> EXCERPT PROVIDED:
Another photograph of Logan Lawrence wearing a racist costume at the Shotzy's Bar and Grill restaurant in Upper Sandusky. (Photo from Facebook)

The Lawrences have yet to respond to the revelations about the Dissident Homeschool network, but Logan Lawrence’s family, which operates an insurance agency in the town, issued a statement last week on their company’s website condemning “the viewpoints and ideology recently expressed by Logan Lawrence and his wife.”

The statement added that Logan Lawrence no longer works at the company in any capacity. A person with knowledge of the Lawrence Insurance Agency told VICE News that the office “is being inundated with harassing and threatening phone calls.”  

In a Facebook post, Logan’s aunt, Stacy Barth, said that the extended family members had no idea what was going on with the Lawrences’ homeschool network.  

“Those who question the knowledge of the family are entitled to believe what you want,” Barth wrote. “I am part of this family. I can promise you this has destroyed all of us. We have been ‘silent’ trying to process all of this. Logan’s immediate family has lost their son, brother, uncle, we have lost our nephew and great niece and great nephews. A comment was made by a family member that it is like they died but are alive. Many of us have cried more this week than we have our entire lives.”

> SUPPLIED INFORMATION:
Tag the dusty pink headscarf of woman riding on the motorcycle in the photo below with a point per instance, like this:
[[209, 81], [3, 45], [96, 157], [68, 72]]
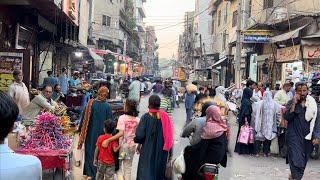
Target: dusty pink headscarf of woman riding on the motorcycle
[[215, 126]]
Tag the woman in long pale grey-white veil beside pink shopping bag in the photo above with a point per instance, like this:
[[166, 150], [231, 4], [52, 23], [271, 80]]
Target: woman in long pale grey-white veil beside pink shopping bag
[[265, 123]]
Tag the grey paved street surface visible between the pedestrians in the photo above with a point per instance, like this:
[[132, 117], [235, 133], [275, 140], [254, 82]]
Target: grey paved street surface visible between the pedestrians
[[239, 167]]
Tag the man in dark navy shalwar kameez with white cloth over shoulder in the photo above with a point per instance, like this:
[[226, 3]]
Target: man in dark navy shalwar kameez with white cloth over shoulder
[[301, 115]]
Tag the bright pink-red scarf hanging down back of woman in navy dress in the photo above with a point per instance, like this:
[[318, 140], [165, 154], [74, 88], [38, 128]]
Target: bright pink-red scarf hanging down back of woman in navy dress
[[167, 128]]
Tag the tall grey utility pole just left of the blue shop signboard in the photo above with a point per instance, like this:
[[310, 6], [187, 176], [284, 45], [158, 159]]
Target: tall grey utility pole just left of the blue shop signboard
[[238, 46]]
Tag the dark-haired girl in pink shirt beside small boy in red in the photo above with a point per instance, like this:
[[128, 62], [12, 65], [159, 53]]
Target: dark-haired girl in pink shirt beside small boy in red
[[126, 126]]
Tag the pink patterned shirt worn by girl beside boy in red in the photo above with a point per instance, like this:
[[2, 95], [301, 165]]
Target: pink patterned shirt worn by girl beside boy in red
[[129, 125]]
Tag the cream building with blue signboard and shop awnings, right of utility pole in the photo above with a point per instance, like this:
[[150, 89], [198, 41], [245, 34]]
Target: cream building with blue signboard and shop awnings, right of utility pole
[[282, 35]]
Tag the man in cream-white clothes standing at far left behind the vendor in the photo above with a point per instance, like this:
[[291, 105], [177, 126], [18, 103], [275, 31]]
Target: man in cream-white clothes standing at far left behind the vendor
[[18, 91]]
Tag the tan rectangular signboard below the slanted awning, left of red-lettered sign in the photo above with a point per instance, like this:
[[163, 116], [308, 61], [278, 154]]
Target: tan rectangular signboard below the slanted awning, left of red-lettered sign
[[288, 54]]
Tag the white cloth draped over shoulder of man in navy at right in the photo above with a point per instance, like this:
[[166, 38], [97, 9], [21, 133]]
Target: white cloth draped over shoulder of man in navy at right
[[311, 114]]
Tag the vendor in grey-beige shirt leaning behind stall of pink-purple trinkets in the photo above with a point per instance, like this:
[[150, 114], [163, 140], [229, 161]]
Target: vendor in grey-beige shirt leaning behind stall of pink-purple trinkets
[[41, 102]]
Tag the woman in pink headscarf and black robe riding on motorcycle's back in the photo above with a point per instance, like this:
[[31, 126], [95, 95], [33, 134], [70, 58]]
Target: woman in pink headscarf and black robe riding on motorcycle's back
[[211, 149]]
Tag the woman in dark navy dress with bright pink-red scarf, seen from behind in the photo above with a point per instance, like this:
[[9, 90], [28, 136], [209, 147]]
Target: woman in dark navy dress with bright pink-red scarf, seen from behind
[[154, 135]]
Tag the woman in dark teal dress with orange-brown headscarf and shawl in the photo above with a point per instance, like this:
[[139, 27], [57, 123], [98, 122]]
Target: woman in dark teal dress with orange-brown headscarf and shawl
[[94, 115]]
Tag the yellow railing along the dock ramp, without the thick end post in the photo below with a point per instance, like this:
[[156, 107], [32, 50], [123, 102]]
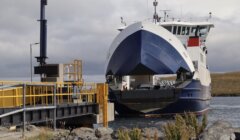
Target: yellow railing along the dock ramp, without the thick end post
[[42, 93]]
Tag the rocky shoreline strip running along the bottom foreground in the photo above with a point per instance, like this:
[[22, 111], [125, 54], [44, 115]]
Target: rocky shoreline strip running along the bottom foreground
[[217, 130]]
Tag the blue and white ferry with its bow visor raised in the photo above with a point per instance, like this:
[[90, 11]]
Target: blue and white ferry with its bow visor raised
[[160, 67]]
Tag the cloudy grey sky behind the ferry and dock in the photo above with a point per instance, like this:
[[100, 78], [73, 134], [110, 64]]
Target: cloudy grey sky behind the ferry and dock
[[84, 29]]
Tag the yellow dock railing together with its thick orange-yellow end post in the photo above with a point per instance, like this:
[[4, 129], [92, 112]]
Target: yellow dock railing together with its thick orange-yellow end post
[[43, 93]]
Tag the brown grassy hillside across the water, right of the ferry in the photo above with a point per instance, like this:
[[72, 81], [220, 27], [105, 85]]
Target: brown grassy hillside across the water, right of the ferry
[[225, 84]]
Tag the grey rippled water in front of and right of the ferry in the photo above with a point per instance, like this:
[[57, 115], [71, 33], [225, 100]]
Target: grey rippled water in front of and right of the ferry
[[221, 108]]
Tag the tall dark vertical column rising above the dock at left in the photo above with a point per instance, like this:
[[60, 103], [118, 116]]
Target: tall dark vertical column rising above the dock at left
[[43, 35]]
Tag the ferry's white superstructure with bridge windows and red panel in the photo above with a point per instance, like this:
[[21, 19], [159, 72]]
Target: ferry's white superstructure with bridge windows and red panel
[[193, 36]]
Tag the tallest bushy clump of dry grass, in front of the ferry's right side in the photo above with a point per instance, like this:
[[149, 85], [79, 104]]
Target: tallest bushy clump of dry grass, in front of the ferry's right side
[[185, 127]]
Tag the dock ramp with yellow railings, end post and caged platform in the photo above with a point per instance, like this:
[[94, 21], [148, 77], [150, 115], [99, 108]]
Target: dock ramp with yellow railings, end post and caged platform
[[72, 101]]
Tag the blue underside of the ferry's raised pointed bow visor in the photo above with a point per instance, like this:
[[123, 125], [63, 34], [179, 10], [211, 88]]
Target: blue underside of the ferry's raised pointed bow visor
[[144, 53]]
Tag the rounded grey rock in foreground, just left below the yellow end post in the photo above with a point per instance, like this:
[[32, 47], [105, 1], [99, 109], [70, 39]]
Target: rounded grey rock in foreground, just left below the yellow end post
[[84, 133]]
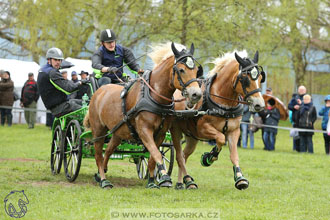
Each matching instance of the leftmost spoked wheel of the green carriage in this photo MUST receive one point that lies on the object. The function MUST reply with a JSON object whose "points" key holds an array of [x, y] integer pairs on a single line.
{"points": [[56, 151]]}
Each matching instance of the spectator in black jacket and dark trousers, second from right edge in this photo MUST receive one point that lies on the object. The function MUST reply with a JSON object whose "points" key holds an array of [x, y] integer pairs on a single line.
{"points": [[306, 118]]}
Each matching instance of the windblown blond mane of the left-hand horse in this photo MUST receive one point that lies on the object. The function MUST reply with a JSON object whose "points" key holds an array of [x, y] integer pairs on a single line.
{"points": [[163, 51]]}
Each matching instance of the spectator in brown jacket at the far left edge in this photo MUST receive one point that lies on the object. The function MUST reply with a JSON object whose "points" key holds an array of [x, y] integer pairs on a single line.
{"points": [[6, 98]]}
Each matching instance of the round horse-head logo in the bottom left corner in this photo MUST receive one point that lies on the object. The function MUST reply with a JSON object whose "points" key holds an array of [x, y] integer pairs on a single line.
{"points": [[15, 204]]}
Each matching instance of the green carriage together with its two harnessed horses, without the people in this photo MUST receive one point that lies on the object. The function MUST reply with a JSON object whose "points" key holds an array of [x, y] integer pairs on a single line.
{"points": [[143, 110]]}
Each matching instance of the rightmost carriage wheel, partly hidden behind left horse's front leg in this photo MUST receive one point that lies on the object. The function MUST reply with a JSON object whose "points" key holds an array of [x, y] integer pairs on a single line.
{"points": [[167, 151]]}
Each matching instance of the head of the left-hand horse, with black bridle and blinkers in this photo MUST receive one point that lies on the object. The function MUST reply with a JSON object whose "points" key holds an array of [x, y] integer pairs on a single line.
{"points": [[185, 73]]}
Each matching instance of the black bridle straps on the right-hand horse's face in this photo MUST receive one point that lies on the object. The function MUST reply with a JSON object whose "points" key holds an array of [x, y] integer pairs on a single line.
{"points": [[243, 78]]}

> ACTION ITEM A:
In the news excerpt about the Lawrence family, rewrite the stretch from "In a Facebook" through "Lawrences’ homeschool network.", swapping "extended family members" for "relatives".
> ACTION ITEM B:
Answer these from the news excerpt about the Lawrence family:
(i) What kind of business does Logan Lawrence's family operate in the town?
(ii) How is Stacy Barth related to Logan?
(iii) Where was the photograph of Logan Lawrence in a racist costume taken?
> ACTION ITEM C:
Continue the news excerpt about the Lawrence family from its final sentence.

> ANSWER A:
In a Facebook post, Logan’s aunt, Stacy Barth, said that the relatives had no idea what was going on with the Lawrences’ homeschool network.

> ANSWER B:
(i) An insurance agency.
(ii) She is his aunt.
(iii) At the Shotzy's Bar and Grill restaurant in Upper Sandusky.

> ANSWER C:
Members of the family did not respond to multiple requests for comment. 

But not everyone thinks statements like these are exactly true. 

One of Katja Lawrence’s closest friends in Upper Sandusky, who was at her wedding, believes their family is trying to stop people from speaking out about their neo-Nazi activities.

“There is currently a witch hunt for anyone speaking to news outlets,” she told VICE News. “Logan’s extended family members appear to be more concerned about who is speaking to the news than publicly condemning his actions. I’ve been told by locals that  the town, the family and the insurance business shouldn’t suffer because of one bad apple.”